→ **DIRECTION**
Copy all of the following lines word for word, omitting the pictures from your copy.

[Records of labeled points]
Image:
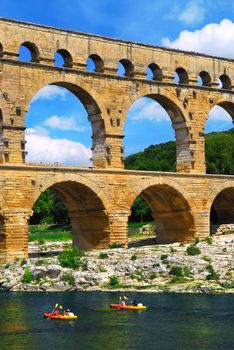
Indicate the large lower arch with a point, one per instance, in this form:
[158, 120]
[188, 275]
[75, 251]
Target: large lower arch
[171, 210]
[221, 204]
[95, 109]
[180, 123]
[87, 209]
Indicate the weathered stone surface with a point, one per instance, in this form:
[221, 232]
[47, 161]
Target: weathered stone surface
[149, 270]
[180, 202]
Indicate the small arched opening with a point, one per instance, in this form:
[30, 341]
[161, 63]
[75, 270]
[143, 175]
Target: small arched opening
[95, 64]
[222, 212]
[154, 72]
[125, 68]
[29, 52]
[204, 79]
[181, 76]
[225, 82]
[63, 58]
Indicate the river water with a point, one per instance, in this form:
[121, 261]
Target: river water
[172, 321]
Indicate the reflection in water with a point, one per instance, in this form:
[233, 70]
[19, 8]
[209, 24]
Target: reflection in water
[171, 322]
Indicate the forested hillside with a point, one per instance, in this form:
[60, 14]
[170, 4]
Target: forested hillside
[219, 155]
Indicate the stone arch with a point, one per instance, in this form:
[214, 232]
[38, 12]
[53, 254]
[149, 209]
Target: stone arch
[228, 106]
[183, 75]
[205, 78]
[67, 58]
[42, 185]
[156, 71]
[128, 67]
[87, 208]
[221, 206]
[89, 97]
[98, 63]
[94, 110]
[225, 81]
[218, 189]
[1, 50]
[33, 49]
[178, 115]
[171, 208]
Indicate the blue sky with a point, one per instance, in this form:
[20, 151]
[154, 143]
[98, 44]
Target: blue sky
[58, 121]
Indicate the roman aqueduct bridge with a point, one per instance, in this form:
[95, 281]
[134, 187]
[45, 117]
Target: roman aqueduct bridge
[99, 198]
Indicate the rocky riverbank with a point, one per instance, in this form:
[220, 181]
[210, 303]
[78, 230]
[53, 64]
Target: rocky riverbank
[205, 267]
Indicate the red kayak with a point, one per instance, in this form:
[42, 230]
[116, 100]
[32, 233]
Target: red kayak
[128, 307]
[59, 316]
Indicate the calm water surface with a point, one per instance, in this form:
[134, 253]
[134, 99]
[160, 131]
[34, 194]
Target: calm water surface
[171, 322]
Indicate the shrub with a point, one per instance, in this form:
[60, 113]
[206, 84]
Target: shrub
[27, 276]
[206, 258]
[40, 262]
[212, 274]
[102, 269]
[23, 262]
[113, 281]
[84, 265]
[41, 241]
[152, 275]
[178, 279]
[208, 240]
[71, 258]
[179, 271]
[134, 257]
[164, 256]
[69, 278]
[193, 250]
[103, 255]
[116, 245]
[172, 250]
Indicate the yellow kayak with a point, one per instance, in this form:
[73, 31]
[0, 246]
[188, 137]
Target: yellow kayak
[60, 316]
[128, 307]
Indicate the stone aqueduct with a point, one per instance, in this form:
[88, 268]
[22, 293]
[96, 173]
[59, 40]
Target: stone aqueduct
[99, 199]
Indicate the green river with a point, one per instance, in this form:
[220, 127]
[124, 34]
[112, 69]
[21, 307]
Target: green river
[172, 321]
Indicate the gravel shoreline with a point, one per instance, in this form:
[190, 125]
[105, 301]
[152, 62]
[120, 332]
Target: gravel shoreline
[154, 268]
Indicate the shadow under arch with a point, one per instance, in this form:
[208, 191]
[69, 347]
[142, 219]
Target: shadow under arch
[171, 210]
[179, 121]
[87, 209]
[222, 207]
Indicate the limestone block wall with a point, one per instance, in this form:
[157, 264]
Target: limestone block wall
[99, 203]
[106, 96]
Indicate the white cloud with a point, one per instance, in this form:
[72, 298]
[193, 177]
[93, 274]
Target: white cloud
[144, 109]
[50, 92]
[42, 148]
[193, 13]
[63, 123]
[217, 113]
[213, 39]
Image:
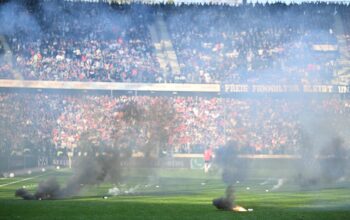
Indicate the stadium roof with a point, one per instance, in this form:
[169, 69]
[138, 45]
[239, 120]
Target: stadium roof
[227, 2]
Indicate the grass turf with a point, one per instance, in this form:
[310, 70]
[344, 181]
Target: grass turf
[176, 194]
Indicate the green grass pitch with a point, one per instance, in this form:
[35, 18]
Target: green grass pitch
[175, 194]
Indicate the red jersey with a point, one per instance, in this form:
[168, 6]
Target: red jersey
[208, 154]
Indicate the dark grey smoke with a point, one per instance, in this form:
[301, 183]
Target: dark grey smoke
[227, 202]
[322, 163]
[233, 169]
[90, 170]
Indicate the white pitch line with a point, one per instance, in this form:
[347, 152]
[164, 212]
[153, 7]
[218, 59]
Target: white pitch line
[22, 180]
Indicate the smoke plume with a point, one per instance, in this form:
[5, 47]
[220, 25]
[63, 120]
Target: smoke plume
[233, 169]
[90, 170]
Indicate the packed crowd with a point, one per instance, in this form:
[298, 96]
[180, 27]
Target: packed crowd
[267, 126]
[270, 43]
[86, 42]
[255, 44]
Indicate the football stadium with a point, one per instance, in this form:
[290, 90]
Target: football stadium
[174, 109]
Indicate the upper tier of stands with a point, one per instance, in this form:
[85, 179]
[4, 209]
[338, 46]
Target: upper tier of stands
[255, 44]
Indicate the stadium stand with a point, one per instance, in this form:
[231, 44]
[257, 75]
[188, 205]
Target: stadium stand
[260, 125]
[244, 44]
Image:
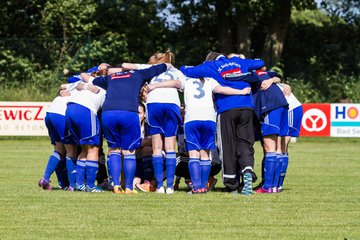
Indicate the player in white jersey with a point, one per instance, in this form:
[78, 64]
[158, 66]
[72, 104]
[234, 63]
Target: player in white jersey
[83, 122]
[295, 113]
[163, 118]
[200, 123]
[64, 144]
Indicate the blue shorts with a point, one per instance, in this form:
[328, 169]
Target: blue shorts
[163, 118]
[200, 135]
[58, 131]
[294, 122]
[275, 122]
[122, 129]
[84, 125]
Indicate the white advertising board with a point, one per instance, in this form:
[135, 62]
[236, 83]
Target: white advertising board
[23, 118]
[345, 120]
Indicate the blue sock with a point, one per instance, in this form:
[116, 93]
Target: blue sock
[71, 169]
[205, 166]
[170, 168]
[147, 168]
[277, 170]
[195, 172]
[53, 161]
[80, 172]
[61, 173]
[109, 170]
[129, 170]
[115, 167]
[284, 165]
[158, 165]
[92, 168]
[269, 169]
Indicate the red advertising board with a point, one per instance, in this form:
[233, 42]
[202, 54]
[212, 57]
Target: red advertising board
[316, 120]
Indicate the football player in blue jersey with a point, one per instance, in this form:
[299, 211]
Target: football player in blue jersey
[64, 144]
[235, 116]
[120, 119]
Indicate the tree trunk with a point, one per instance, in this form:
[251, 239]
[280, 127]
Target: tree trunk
[224, 23]
[274, 40]
[243, 30]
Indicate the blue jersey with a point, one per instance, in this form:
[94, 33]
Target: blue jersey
[123, 88]
[77, 77]
[269, 99]
[218, 69]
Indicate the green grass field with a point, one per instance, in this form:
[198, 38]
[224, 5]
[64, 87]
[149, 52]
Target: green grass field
[321, 201]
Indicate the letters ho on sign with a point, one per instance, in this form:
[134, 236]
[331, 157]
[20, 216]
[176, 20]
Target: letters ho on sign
[334, 120]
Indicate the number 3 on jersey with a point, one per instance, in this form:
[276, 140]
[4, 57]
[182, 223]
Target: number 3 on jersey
[164, 77]
[200, 89]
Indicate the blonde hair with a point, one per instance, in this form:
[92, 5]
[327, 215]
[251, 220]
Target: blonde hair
[239, 55]
[167, 57]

→ **SOLUTION TO THIS TASK**
Image:
Indicate the large lower arch with a point, one per instance, in this form:
[158, 120]
[188, 275]
[75, 251]
Target: large lower arch
[171, 210]
[221, 204]
[95, 109]
[180, 123]
[87, 209]
Indicate the weathered stone surface with a point, one per instance, in this form:
[221, 232]
[47, 161]
Target: weathered stone surface
[149, 270]
[180, 202]
Indicate the small arched opening with a point, one per instance, in this form:
[30, 341]
[161, 63]
[75, 270]
[143, 175]
Target: small arched opening
[95, 64]
[222, 212]
[154, 72]
[125, 68]
[29, 52]
[204, 79]
[181, 76]
[225, 82]
[63, 58]
Indicate the river water with a point, one per instance, in this form:
[121, 261]
Target: river water
[172, 321]
Indicate the reflection in water with a point, one per instance, in this form:
[233, 70]
[19, 8]
[209, 24]
Target: reflection in water
[171, 322]
Indicate the forested hillside with a point, one per instance, in this form:
[60, 14]
[170, 4]
Target: forested hillside
[219, 155]
Indicate the stone arch with a point, one per instance, in this form:
[214, 232]
[38, 12]
[53, 254]
[149, 209]
Target: stone arch
[228, 106]
[183, 75]
[205, 78]
[67, 58]
[42, 185]
[156, 71]
[128, 67]
[87, 208]
[221, 206]
[89, 97]
[98, 63]
[94, 110]
[225, 81]
[218, 189]
[1, 50]
[33, 49]
[178, 115]
[171, 208]
Indicate the blue sky with a point, one per instance, in this form:
[20, 151]
[154, 143]
[98, 44]
Target: blue sky
[58, 121]
Indicate the roman aqueduct bridge with a point, one per instance, in this form:
[95, 281]
[134, 187]
[45, 117]
Target: roman aqueduct bridge
[99, 198]
Indicate the rocky riverbank with a point, one per instance, in this form:
[220, 181]
[210, 303]
[78, 230]
[53, 64]
Target: rocky riverbank
[205, 267]
Indicate the red kayak with a point, one per instance, in this form:
[42, 230]
[116, 100]
[32, 233]
Target: red kayak
[128, 307]
[59, 316]
Indicate the calm water surface with a point, one per instance, in this form:
[134, 253]
[134, 99]
[160, 131]
[34, 194]
Target: calm water surface
[171, 322]
Indicate the shrub with a point, one per instance, in this form:
[60, 113]
[206, 84]
Target: shrub
[27, 276]
[206, 258]
[40, 262]
[212, 274]
[102, 269]
[23, 262]
[113, 281]
[84, 265]
[41, 241]
[152, 275]
[178, 279]
[208, 240]
[71, 258]
[179, 271]
[134, 257]
[164, 256]
[69, 278]
[193, 250]
[103, 255]
[116, 245]
[172, 250]
Indicate the yellow kayak with a point, one per instance, in this form:
[73, 31]
[0, 246]
[188, 137]
Target: yellow kayak
[60, 316]
[128, 307]
Indicate the stone aqueduct with a point, one per instance, in this form:
[88, 268]
[22, 293]
[96, 173]
[59, 40]
Target: stone aqueduct
[99, 199]
Indicate the green river with a point, one per instance, in this form:
[220, 127]
[124, 34]
[112, 69]
[21, 307]
Target: green river
[172, 321]
Indicate the gravel shoreline with a point, one per instance, in this form:
[190, 125]
[105, 301]
[152, 62]
[120, 332]
Target: gravel shoreline
[154, 268]
Indicate the shadow under arch with a point, one per instance, in this form:
[208, 191]
[69, 347]
[142, 219]
Target: shadow under arch
[171, 210]
[179, 121]
[87, 209]
[222, 207]
Indicate the limestone block wall with a point, one per instance, in this form:
[157, 264]
Target: limestone block wall
[99, 203]
[106, 96]
Indicate the white cloud with a point, one per instance, in this form:
[72, 298]
[193, 177]
[93, 274]
Target: white cloud
[144, 109]
[50, 92]
[42, 148]
[193, 13]
[63, 123]
[217, 113]
[213, 39]
Image:
Indicate the stadium roof with a point, one per instance, in this form:
[169, 69]
[138, 45]
[239, 120]
Target: stadium roof
[227, 2]
Indicate the grass turf with a point, one per instance, in this form:
[310, 70]
[344, 181]
Target: grass turf
[176, 194]
Indicate the green grass pitch with a point, one per instance, in this form:
[35, 18]
Target: green grass pitch
[175, 194]
Indicate the red jersey with a point, one per instance, in this form:
[168, 6]
Target: red jersey
[208, 154]
Indicate the dark grey smoke with a point, one per instance, in this form:
[301, 183]
Target: dark grey smoke
[227, 202]
[322, 163]
[233, 169]
[90, 170]
Indicate the white pitch line with a point, one per instance, in this form:
[347, 152]
[164, 212]
[153, 7]
[218, 59]
Target: white pitch line
[22, 180]
Indicate the smoke plume with a point, one per instance, in this form:
[5, 47]
[220, 25]
[63, 120]
Target: smoke plume
[233, 169]
[90, 170]
Indicate the packed crowd with a point, one per instance, in this form:
[298, 96]
[180, 27]
Target: packed crowd
[267, 126]
[270, 43]
[86, 42]
[255, 44]
Indicate the football stadium with a point, one per instance, in this form:
[290, 90]
Target: football stadium
[174, 109]
Indicate the upper tier of stands with a point, one per instance, in this form:
[85, 179]
[4, 209]
[338, 46]
Target: upper tier of stands
[255, 44]
Indicate the stadium stand with a point, one per instance, in this form:
[231, 44]
[257, 75]
[188, 205]
Target: stadium stand
[260, 125]
[244, 44]
Image:
Indicate the player in white jersey with a point, one per instance, in this form:
[78, 64]
[158, 66]
[72, 104]
[234, 63]
Target: player in white jersey
[83, 122]
[295, 113]
[163, 118]
[200, 123]
[64, 144]
Indicate the blue shorts with a point, one per instance, in this form:
[328, 169]
Target: blue shorts
[163, 118]
[200, 135]
[58, 131]
[294, 122]
[275, 122]
[122, 129]
[84, 125]
Indicate the white advertising board with a point, one per instance, in this form:
[135, 62]
[236, 83]
Target: white advertising board
[23, 118]
[345, 120]
Indicate the blue sock with a point, one per instance, in this form:
[116, 93]
Target: blue sock
[71, 169]
[205, 166]
[170, 168]
[147, 168]
[277, 170]
[195, 172]
[53, 161]
[80, 172]
[61, 173]
[109, 170]
[129, 170]
[115, 167]
[284, 165]
[158, 165]
[92, 168]
[269, 169]
Indicate the red advertising board with a point, one per instance, in this form:
[233, 42]
[202, 54]
[212, 57]
Target: red advertising board
[316, 120]
Indicate the football player in blue jersey with a point, one per instance, in this form:
[299, 211]
Target: football player in blue jersey
[64, 144]
[235, 116]
[120, 119]
Indicate the tree trunk with a point, one per instance, in this form:
[251, 239]
[280, 127]
Target: tree trunk
[224, 23]
[274, 40]
[243, 30]
Indicate the blue jersey with a point, one per instance, in this form:
[94, 33]
Target: blue jersey
[123, 88]
[77, 77]
[269, 99]
[218, 69]
Indicate the green grass field with a point, one per instance, in this form:
[198, 38]
[224, 5]
[64, 87]
[149, 52]
Target: green grass field
[321, 201]
Indicate the letters ho on sign with a point, one per instance, in this form:
[134, 236]
[331, 157]
[20, 216]
[176, 20]
Target: letters ho on sign
[334, 120]
Indicate the number 3 on jersey with a point, one per instance, in this form:
[276, 140]
[4, 57]
[182, 223]
Target: number 3 on jersey
[164, 77]
[200, 89]
Indicate the blonde hair with a point, one per instance, in this form:
[92, 5]
[327, 215]
[251, 220]
Target: blonde hair
[239, 55]
[167, 57]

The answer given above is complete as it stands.